AIM → Copy the records word for word, starting with the line that contains "Please give the outline of every instance of the doormat." and continuing through the end of the records.

RECORDS SHOWN →

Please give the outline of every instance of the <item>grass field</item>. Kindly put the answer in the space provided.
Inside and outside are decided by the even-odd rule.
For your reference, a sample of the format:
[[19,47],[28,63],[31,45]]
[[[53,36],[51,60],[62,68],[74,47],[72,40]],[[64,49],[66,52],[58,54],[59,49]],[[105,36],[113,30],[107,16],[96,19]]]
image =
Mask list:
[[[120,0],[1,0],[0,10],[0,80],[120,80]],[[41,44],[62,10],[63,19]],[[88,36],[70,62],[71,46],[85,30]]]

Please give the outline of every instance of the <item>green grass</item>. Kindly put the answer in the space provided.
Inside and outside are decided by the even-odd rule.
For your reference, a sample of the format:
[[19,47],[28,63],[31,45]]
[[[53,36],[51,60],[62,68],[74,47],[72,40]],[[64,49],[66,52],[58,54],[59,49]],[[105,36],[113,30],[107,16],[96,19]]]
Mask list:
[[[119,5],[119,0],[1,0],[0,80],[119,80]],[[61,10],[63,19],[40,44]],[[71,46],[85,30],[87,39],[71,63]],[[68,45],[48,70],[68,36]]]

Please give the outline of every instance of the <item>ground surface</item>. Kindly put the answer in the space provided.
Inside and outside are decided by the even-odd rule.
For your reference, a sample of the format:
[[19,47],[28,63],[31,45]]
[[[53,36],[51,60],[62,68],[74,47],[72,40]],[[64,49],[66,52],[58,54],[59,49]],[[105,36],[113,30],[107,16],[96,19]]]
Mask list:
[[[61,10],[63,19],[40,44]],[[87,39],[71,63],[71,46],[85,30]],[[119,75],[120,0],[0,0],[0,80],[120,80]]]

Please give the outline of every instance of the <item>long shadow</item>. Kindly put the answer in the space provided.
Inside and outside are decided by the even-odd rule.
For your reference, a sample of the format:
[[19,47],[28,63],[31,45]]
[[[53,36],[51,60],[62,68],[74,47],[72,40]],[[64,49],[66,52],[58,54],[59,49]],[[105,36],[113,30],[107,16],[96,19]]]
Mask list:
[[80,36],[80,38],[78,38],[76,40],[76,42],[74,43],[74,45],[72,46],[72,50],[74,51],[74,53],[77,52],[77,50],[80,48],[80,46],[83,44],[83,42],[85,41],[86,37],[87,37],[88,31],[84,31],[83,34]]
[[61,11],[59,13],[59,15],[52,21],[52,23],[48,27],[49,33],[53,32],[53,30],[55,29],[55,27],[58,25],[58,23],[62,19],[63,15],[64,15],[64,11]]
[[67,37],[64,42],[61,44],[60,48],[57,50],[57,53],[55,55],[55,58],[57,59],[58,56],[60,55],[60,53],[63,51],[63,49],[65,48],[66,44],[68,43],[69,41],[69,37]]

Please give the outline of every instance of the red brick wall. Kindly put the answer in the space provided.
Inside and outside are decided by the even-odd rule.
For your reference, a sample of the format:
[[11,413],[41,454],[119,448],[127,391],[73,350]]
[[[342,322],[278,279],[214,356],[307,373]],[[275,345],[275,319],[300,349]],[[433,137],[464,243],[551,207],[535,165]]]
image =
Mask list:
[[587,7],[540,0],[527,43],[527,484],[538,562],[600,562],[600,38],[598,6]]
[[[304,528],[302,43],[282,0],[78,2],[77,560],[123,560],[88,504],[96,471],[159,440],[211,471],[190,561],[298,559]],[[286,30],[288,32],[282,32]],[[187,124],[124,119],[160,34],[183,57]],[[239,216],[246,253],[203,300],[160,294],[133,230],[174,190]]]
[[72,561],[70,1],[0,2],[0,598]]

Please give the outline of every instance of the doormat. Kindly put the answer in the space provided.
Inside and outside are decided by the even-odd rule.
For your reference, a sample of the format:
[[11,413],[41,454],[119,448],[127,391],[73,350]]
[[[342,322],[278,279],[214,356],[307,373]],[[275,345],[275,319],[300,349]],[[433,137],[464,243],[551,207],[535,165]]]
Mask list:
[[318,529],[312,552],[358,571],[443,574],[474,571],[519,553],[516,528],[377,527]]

SOLUTION TO THIS EXERCISE →
Please give the outline of every instance of the doormat. Kindly put the answer in the space provided.
Inside and outside are decided by the even-odd rule.
For your reference, a sample of the format:
[[11,413],[41,454],[119,448],[127,391],[73,350]]
[[[342,322],[278,279],[214,356],[307,373]],[[275,345],[275,319],[300,349]],[[433,137],[464,243],[551,207],[535,165]]]
Mask list:
[[318,529],[312,552],[358,571],[443,574],[474,571],[519,553],[516,528],[377,527]]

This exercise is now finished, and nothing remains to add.